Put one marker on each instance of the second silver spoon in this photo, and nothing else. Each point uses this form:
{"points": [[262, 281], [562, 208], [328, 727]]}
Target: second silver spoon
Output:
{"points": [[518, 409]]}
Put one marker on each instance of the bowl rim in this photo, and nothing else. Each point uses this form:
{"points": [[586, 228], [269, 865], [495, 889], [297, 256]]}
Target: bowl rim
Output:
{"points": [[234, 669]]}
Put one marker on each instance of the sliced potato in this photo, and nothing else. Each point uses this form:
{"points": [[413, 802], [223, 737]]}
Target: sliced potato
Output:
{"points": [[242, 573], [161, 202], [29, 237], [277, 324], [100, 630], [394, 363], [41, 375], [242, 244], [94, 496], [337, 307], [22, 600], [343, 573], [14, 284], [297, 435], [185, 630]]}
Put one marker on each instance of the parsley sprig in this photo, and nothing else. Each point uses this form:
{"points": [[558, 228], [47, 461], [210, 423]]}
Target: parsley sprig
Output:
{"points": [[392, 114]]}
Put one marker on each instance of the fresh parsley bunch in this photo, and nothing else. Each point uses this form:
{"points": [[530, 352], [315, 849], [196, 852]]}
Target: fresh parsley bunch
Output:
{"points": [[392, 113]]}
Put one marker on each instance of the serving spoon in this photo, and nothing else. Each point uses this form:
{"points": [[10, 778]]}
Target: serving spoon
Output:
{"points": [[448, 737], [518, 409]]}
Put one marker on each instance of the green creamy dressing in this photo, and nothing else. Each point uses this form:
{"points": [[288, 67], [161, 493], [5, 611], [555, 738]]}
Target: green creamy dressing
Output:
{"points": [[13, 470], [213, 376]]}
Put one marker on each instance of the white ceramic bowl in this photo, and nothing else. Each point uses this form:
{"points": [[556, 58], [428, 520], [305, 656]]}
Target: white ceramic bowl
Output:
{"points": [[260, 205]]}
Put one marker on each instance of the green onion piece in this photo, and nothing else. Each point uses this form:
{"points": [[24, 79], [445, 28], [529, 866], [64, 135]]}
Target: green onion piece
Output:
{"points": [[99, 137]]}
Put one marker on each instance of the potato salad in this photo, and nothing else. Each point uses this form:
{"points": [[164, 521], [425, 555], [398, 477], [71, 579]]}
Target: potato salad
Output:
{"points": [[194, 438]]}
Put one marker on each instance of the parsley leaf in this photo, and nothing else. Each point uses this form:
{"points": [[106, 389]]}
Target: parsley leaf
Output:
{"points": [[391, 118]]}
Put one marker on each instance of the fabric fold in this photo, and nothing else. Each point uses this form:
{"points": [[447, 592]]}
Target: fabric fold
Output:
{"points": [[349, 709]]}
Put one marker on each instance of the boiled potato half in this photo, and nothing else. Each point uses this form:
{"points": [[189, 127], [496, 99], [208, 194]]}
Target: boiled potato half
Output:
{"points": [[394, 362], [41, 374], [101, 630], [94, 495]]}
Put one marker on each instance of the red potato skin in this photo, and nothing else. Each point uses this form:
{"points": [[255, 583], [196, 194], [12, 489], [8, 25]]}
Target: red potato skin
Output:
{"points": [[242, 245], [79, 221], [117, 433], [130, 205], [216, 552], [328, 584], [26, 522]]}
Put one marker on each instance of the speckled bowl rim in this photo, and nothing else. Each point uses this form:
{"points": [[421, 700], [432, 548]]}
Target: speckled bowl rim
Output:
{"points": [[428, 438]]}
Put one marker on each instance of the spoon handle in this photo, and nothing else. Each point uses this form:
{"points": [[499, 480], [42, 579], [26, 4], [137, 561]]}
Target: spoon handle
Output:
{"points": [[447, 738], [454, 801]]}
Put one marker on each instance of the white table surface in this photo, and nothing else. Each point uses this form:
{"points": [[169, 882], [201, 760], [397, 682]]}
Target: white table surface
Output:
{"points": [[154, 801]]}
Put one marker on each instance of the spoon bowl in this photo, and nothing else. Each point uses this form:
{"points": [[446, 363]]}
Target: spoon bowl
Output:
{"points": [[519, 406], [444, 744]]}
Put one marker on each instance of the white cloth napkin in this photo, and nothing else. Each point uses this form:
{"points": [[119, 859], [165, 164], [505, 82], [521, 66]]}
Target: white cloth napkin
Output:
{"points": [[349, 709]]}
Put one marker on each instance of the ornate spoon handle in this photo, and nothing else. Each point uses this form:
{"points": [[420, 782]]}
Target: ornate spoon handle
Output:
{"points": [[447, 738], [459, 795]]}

* _THE TASK_:
Return the lines beginning at the one that contains "Put one marker on each instance of the speckled" and continuing through the last line of the data, exactly as they stand and without any others.

* _TASK OUTPUT_:
Put one marker on each instance of the speckled bowl rim in this photo, and nothing else. Each point uses this form:
{"points": [[421, 700], [432, 548]]}
Target: speckled bowl rim
Output:
{"points": [[428, 438]]}
Put one marker on each instance of the spoon handle in this photo, and nothing else. Each point uses this form:
{"points": [[499, 480], [42, 579], [26, 4], [137, 561]]}
Target: spoon handle
Output:
{"points": [[447, 738], [454, 801]]}
Put one marker on each instance of the white table surface in this photo, and nothing else. Each point uses this form:
{"points": [[169, 882], [201, 760], [397, 682]]}
Target: white table surface
Output:
{"points": [[154, 801]]}
Put one marker on each instance of the spoon bowl in this photo, and nothing else. Each point uses this form:
{"points": [[446, 363]]}
Target: spoon bowl
Output:
{"points": [[519, 406], [444, 744]]}
Put one marker on each instance of the white cloth napkin in this photo, and nothing else. Each point uses this form:
{"points": [[119, 859], [165, 164], [505, 82], [521, 66]]}
Target: white cloth napkin
Output:
{"points": [[349, 709]]}
Put one marker on each instance of the ornate spoon handle in this photo, and nothing else. Each point uses this form:
{"points": [[420, 782]]}
Target: ornate spoon handle
Output:
{"points": [[447, 738], [459, 795]]}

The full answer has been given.